(Location labeling listing)
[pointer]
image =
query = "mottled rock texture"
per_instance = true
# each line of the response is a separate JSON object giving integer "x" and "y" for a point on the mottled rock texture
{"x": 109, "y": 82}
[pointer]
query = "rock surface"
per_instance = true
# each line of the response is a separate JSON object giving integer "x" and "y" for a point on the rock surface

:: JOB ::
Copy the listing above, swapping every occurrence of "rock surface" for "stone surface" and leaving all other text as it is.

:: RESPONSE FOR THIS EXERCISE ::
[pointer]
image =
query = "mottled rock texture"
per_instance = true
# each line of the response is a separate JSON object giving integer "x" and "y" for a point on the mottled rock texture
{"x": 109, "y": 82}
[pointer]
query = "stone surface"
per_instance = true
# each line of the response is a separate JSON object giving integer "x" and "y" for a point on the stone surface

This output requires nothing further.